### DATASET CONTENT
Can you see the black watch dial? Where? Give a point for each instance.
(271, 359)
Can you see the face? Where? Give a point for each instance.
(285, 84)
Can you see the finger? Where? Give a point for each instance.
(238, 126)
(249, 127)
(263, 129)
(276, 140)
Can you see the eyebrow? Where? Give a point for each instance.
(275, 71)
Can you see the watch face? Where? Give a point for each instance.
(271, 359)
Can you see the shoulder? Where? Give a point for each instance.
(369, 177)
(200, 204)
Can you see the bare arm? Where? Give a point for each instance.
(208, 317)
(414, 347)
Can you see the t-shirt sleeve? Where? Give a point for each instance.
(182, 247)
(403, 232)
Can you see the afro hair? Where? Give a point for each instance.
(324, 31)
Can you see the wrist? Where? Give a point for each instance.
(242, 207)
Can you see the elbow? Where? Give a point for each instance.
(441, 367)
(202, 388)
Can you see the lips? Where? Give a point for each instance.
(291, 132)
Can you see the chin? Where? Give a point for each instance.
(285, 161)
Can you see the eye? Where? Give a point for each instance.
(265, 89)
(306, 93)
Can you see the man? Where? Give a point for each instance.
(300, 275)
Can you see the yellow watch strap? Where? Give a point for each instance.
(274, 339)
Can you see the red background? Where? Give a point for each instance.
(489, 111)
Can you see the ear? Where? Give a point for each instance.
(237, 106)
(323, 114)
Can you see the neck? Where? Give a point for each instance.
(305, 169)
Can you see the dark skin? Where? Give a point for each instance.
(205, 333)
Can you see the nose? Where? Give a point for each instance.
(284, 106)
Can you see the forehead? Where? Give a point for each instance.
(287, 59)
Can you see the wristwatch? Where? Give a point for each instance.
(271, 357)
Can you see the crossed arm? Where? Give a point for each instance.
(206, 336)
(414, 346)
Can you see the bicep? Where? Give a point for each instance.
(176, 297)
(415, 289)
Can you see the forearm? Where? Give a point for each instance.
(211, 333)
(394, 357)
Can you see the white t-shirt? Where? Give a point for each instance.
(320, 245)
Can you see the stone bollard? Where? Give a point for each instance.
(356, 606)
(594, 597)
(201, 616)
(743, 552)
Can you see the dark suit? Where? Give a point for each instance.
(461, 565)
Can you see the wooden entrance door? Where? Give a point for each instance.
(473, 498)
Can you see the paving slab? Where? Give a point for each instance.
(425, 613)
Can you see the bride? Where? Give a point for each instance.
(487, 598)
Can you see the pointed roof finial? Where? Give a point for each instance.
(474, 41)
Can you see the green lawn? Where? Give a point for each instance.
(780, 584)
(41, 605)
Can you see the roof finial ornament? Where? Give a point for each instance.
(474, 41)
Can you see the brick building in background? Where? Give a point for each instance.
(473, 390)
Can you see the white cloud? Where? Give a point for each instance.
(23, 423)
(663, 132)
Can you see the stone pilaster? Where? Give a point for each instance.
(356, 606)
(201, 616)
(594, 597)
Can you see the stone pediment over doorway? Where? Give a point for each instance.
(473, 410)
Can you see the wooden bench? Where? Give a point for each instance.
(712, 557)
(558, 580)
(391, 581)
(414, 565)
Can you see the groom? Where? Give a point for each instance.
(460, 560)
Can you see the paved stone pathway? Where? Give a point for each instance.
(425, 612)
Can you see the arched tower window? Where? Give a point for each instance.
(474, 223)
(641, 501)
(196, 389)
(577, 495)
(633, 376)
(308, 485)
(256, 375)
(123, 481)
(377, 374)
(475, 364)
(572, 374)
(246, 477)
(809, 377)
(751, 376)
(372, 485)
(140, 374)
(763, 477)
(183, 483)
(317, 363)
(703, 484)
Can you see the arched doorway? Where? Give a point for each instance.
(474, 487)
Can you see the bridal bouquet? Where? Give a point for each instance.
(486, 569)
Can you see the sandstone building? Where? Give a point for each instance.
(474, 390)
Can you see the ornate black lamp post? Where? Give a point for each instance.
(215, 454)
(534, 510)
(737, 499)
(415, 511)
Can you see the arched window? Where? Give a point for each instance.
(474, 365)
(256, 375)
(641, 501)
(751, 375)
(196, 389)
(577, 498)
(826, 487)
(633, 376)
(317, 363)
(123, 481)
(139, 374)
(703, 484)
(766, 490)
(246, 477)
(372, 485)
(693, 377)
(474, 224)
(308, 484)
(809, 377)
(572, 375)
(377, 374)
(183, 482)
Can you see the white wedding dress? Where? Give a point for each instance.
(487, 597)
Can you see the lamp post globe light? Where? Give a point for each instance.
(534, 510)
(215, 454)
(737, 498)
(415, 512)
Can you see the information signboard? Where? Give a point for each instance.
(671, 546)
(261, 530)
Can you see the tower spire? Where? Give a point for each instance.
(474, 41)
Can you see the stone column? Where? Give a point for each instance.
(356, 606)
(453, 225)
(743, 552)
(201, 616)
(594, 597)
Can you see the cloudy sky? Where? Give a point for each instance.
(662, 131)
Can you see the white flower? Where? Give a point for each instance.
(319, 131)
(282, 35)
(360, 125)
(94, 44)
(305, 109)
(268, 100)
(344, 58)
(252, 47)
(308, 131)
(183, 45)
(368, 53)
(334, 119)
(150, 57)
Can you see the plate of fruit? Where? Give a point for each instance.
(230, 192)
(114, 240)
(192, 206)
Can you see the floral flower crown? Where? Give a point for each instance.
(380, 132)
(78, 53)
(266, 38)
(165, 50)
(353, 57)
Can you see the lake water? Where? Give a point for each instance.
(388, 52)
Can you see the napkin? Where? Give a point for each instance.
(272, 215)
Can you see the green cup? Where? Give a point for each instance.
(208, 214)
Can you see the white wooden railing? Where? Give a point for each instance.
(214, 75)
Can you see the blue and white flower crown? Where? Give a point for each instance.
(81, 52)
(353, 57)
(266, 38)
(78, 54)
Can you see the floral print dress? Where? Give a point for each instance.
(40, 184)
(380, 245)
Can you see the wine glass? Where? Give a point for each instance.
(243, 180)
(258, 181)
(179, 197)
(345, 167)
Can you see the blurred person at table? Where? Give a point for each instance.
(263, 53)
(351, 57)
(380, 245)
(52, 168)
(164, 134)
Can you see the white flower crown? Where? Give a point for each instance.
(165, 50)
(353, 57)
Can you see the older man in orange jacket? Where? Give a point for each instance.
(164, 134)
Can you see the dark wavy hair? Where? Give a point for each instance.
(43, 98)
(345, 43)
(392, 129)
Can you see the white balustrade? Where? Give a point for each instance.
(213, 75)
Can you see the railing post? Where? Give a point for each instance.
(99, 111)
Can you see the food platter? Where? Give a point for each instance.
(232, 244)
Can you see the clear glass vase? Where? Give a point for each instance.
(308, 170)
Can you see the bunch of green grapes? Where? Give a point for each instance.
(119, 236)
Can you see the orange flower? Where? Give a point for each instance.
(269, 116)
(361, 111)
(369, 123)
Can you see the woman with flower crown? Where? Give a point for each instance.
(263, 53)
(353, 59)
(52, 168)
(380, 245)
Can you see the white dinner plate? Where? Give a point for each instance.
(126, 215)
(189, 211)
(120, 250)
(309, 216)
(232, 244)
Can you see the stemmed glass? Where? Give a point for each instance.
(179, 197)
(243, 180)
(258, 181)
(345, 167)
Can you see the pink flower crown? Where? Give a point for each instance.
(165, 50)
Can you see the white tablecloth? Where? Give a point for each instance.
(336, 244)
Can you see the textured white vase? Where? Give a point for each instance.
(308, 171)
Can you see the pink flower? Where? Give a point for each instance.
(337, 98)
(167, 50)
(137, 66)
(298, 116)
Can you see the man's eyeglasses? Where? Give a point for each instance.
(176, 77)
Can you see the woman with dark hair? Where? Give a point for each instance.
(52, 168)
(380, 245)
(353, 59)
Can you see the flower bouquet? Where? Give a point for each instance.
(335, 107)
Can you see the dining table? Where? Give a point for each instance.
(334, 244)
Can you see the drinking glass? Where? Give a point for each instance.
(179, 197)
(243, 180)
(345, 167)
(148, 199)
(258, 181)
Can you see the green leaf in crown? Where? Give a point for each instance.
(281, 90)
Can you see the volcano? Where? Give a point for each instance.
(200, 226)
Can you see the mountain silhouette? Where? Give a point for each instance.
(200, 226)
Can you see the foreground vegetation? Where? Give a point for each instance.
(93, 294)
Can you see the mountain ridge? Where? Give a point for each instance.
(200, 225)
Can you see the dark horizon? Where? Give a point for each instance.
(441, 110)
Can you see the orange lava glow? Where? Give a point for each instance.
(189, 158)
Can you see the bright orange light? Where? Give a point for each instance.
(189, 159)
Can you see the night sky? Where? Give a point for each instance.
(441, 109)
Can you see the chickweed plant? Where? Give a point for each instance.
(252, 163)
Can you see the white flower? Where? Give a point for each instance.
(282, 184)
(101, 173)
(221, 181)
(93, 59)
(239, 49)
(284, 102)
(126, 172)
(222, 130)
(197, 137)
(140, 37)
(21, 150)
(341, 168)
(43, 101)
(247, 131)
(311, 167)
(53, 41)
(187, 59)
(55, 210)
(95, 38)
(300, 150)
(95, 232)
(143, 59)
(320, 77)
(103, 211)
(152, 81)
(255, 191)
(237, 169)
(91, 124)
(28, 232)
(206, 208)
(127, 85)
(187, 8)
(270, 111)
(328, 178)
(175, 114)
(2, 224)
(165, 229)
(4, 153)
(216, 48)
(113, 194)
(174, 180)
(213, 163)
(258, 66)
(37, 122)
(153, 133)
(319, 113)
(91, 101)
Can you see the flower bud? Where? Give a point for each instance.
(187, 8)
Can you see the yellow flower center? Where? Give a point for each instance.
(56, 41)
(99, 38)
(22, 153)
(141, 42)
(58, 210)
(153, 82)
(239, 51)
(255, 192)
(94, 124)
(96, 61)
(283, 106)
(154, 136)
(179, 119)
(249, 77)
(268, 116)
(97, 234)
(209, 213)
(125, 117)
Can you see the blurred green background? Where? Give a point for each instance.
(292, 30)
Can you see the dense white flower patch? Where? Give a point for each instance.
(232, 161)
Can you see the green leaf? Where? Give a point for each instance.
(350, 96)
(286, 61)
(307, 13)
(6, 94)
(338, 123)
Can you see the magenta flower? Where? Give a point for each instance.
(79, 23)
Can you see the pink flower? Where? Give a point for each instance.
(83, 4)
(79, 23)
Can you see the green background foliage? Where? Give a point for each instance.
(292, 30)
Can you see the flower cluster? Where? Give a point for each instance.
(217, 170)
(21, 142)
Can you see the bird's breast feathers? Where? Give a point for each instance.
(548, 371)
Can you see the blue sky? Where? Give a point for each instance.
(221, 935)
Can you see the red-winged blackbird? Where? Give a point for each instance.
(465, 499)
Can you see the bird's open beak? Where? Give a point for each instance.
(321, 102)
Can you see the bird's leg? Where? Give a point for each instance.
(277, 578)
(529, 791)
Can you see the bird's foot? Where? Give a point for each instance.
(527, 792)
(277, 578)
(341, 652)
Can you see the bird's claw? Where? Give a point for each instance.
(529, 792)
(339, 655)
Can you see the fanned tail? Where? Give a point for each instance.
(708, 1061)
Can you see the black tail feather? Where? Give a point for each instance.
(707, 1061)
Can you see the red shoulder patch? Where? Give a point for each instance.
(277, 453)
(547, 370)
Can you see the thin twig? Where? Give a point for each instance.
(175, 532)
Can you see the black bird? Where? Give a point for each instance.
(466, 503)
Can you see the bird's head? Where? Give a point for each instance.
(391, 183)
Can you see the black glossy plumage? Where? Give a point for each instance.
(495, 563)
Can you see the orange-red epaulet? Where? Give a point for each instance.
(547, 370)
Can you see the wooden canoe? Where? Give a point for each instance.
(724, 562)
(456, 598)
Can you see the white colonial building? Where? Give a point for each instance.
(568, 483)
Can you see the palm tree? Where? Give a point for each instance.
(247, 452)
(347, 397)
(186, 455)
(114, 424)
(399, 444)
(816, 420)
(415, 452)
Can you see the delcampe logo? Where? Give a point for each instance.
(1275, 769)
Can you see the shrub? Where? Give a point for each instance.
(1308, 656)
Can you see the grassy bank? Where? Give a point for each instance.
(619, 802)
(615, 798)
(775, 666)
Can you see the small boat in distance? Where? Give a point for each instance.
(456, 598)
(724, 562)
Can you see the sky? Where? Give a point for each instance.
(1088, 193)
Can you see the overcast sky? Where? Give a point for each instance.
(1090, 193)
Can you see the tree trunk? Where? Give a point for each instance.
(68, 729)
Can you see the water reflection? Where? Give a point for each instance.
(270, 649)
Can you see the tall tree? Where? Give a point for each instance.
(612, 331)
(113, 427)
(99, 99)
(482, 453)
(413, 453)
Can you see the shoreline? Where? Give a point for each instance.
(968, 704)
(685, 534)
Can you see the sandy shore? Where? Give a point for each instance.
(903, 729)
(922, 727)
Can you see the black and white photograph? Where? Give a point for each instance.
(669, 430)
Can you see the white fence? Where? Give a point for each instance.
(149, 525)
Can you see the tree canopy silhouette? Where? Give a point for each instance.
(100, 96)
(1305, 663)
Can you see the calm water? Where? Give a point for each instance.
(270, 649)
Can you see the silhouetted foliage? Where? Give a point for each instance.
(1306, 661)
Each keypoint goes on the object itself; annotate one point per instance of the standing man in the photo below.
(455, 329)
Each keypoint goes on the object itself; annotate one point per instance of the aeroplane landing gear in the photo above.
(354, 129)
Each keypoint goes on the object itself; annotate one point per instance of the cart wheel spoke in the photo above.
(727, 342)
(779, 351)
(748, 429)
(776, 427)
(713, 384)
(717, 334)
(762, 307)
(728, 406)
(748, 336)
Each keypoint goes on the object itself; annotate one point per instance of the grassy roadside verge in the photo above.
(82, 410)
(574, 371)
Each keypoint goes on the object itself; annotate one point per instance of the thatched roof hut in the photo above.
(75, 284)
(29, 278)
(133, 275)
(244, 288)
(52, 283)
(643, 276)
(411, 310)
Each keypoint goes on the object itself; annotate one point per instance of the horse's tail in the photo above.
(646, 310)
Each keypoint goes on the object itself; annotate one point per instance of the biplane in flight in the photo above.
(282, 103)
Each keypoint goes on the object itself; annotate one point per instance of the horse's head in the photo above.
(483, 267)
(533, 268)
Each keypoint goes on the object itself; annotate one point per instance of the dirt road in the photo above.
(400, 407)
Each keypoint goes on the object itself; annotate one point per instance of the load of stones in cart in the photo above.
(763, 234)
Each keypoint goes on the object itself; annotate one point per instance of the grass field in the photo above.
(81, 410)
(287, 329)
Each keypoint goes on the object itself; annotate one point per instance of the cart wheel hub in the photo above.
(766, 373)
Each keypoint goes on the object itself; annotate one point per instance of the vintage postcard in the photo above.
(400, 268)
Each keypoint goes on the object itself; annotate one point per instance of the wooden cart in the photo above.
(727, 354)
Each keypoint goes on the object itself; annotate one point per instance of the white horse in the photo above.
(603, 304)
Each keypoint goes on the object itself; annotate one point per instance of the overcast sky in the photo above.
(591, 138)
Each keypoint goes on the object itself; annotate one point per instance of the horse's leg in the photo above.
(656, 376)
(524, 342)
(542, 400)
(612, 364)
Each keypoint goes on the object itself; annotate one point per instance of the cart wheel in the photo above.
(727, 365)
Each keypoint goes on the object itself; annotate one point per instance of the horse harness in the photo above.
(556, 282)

### YOUR INSTRUCTIONS
In the listing above, find the line with "harness in the photo above." and set down that line and all after it exactly, through the final line.

### TASK RESPONSE
Each keypoint goes on the object itself; annotate one point per instance of the horse harness in the photo above.
(556, 282)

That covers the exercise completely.